SHORT EXERCISE
Lay out the entries below as a two-column CSV headed request and points, with one row per entry holding its text and its answer, each in a single quoted field with any line breaks turned into spaces. Begin at the line that has "Could you point out the side mirror" and stop after the line that has "column 912, row 307".
════
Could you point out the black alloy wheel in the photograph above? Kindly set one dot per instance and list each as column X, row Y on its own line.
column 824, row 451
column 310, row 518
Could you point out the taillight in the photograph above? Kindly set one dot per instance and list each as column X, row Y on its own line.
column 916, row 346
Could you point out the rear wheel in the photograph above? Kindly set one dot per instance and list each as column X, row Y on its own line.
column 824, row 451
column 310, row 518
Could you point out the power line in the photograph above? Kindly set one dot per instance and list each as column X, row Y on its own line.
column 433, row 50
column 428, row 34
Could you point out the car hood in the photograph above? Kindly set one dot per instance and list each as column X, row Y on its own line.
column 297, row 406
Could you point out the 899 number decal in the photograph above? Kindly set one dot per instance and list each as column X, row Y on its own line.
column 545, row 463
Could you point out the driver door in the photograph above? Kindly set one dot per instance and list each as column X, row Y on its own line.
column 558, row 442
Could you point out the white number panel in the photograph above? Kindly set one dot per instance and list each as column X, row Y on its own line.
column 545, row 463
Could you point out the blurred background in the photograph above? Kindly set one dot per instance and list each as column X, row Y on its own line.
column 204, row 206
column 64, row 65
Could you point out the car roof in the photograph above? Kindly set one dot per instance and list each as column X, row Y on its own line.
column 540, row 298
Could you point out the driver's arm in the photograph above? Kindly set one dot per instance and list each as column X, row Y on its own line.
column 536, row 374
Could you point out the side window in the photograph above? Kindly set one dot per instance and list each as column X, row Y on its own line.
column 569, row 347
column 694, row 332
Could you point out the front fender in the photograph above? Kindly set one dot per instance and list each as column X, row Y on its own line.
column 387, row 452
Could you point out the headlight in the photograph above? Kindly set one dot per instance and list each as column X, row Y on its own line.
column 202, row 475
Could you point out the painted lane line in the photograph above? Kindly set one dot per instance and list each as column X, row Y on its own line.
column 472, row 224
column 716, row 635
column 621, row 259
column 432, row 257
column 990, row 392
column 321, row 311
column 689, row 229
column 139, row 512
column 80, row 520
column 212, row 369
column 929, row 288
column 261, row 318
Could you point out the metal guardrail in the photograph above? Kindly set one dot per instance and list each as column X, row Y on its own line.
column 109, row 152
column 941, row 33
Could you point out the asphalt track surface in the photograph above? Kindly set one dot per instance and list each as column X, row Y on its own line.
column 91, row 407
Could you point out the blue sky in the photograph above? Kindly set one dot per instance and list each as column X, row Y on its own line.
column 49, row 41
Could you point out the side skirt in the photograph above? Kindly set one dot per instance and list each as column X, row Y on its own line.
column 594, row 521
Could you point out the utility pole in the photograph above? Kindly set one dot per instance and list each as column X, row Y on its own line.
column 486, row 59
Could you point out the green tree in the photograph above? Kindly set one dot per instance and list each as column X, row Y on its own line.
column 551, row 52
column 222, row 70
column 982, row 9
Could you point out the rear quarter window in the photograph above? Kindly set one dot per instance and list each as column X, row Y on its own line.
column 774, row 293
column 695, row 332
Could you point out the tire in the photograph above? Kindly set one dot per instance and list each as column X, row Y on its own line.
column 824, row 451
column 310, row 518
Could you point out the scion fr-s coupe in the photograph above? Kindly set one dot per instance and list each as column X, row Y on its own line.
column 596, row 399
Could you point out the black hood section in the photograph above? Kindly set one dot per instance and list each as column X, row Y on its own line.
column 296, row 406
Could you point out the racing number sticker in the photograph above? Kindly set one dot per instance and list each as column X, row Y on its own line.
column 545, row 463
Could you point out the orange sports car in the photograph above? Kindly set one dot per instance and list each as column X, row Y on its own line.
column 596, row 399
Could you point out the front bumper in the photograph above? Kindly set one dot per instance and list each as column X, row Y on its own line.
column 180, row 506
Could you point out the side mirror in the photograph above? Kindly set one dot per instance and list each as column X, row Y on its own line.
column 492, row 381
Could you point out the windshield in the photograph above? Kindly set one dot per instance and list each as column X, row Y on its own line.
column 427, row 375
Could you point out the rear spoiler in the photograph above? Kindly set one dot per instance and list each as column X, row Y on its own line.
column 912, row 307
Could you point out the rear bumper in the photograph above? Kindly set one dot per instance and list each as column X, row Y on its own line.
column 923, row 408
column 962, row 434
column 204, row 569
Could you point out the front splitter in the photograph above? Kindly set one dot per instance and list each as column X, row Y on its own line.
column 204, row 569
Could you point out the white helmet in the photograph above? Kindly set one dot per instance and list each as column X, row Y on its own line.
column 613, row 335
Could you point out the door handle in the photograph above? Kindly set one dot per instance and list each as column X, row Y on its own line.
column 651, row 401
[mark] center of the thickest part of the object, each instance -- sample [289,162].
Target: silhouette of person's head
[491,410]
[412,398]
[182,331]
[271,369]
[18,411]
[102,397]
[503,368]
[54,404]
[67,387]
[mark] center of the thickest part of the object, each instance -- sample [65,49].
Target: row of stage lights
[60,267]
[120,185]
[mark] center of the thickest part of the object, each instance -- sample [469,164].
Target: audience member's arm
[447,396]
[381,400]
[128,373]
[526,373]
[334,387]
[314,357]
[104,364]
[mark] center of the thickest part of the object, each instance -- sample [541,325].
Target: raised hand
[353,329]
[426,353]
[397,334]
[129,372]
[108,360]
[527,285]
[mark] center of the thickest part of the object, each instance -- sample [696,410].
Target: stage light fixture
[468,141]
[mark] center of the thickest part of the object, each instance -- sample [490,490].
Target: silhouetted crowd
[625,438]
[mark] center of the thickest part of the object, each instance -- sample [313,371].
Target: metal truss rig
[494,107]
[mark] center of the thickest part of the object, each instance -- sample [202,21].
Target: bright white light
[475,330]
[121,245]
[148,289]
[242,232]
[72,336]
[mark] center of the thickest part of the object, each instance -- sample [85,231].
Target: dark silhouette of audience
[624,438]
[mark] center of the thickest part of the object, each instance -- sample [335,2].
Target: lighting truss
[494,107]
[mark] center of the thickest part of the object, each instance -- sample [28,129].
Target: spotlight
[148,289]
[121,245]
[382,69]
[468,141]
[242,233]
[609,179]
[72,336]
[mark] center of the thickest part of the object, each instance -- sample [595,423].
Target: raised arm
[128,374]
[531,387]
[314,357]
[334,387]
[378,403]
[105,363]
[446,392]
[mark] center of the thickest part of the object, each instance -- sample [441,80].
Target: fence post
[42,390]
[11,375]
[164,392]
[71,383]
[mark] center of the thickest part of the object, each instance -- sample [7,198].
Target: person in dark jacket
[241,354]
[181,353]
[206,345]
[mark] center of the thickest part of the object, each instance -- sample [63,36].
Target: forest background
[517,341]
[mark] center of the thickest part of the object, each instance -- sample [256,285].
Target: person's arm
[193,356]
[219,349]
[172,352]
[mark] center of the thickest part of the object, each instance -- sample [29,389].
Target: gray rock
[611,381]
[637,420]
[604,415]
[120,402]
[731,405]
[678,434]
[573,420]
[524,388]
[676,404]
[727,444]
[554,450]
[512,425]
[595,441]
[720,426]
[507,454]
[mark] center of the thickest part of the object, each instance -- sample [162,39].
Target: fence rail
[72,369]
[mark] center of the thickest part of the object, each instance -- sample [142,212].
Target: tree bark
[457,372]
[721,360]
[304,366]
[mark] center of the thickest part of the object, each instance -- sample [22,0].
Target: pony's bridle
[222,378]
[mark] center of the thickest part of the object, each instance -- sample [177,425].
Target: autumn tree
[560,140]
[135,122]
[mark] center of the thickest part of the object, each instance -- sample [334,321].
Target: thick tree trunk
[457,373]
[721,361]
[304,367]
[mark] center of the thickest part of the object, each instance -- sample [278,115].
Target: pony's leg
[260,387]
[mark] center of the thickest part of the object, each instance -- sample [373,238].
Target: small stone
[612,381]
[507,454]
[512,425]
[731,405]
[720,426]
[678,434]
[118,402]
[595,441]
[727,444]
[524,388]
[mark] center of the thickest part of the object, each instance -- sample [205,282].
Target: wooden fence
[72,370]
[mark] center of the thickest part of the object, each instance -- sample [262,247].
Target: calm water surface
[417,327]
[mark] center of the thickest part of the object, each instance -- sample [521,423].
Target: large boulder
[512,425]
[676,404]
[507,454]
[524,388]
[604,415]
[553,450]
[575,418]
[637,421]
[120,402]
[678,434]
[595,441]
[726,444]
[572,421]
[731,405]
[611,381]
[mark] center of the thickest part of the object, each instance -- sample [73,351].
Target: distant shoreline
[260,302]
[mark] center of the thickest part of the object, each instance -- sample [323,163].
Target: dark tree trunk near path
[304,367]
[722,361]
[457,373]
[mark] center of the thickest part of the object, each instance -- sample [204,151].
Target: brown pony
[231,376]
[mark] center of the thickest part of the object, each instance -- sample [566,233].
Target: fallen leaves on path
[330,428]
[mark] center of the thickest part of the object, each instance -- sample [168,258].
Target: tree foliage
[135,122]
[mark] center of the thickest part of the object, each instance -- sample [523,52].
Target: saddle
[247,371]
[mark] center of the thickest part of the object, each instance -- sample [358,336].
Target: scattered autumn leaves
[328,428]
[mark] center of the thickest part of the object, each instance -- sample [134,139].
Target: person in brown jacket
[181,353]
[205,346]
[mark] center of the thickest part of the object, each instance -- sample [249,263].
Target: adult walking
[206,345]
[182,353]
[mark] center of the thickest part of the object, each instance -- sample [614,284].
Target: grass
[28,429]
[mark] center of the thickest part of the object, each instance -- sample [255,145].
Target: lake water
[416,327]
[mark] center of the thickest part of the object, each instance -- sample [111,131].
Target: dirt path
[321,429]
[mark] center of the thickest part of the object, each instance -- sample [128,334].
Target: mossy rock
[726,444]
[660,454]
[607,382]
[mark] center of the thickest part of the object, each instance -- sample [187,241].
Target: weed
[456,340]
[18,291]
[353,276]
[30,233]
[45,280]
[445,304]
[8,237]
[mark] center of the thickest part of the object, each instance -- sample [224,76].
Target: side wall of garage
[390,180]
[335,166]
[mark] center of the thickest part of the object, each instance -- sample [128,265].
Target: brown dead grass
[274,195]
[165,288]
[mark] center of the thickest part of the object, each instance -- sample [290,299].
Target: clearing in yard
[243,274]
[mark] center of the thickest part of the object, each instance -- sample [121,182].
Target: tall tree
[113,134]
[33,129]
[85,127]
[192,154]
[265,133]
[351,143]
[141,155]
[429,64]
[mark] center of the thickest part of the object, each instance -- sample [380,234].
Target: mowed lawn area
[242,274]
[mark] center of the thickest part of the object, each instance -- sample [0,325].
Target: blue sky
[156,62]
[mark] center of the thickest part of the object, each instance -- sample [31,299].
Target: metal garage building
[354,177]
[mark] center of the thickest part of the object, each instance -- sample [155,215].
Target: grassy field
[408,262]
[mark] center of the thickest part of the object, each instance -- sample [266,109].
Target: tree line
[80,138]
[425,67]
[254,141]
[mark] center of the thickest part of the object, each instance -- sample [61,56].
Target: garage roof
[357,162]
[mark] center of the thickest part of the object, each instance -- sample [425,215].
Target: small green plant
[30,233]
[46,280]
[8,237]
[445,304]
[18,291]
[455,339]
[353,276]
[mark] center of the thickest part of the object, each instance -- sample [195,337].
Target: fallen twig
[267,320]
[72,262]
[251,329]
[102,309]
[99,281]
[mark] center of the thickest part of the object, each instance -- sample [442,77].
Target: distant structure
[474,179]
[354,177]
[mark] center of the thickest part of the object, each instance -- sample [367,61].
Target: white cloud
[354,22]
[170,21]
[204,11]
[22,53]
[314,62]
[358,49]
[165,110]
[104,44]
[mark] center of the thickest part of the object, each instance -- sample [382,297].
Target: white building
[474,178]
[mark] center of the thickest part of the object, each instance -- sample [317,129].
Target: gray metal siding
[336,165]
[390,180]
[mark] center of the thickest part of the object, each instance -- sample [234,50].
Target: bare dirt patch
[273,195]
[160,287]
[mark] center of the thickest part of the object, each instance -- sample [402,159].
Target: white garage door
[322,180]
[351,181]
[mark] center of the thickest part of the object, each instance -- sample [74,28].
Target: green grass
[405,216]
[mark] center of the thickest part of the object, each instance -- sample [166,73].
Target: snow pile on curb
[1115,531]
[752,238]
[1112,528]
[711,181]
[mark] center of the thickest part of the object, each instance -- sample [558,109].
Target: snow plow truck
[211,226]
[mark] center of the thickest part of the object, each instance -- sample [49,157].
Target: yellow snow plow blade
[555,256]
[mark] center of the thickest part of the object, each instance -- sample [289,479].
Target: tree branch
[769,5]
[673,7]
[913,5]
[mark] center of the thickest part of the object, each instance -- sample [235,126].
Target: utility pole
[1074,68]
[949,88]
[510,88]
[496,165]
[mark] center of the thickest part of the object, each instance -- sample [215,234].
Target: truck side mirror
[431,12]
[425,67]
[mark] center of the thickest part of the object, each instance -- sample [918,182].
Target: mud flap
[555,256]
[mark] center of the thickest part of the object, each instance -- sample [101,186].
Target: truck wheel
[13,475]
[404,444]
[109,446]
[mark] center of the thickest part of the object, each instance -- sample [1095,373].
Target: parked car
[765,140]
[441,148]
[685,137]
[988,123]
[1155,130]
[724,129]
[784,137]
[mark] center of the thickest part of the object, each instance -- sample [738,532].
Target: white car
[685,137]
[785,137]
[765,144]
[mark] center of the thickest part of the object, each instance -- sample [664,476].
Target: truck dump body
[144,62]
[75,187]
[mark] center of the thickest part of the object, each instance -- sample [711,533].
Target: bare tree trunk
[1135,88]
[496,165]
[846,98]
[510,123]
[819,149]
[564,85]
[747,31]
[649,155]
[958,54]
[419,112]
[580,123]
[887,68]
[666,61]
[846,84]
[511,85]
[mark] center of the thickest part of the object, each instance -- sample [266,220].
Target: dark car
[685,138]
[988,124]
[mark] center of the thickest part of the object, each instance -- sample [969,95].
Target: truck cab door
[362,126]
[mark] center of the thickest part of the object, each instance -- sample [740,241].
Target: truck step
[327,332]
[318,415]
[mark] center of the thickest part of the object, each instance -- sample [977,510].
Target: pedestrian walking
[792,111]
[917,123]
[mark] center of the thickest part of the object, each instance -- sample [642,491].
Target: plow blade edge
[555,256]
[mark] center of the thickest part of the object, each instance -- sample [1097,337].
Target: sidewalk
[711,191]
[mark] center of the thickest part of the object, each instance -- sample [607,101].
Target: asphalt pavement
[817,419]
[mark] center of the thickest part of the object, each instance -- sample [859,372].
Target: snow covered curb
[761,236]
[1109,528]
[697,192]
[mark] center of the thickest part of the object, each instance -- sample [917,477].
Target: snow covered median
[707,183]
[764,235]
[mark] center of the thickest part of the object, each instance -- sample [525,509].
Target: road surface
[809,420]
════
EXERCISE SOLUTION
request,points
"Could you point out the side mirror in the photograph above? Kindly set one dot per instance and list each as column X, row Y on its own line.","column 492, row 381"
"Could you point out the windshield in the photograph above? Kindly set one dot per instance and list each as column X, row Y on its own line.","column 427, row 375"
"Could you point out the rear spoiler in the photograph above? Kindly set one dot per instance and list each as column X, row Y on its own line.","column 912, row 307"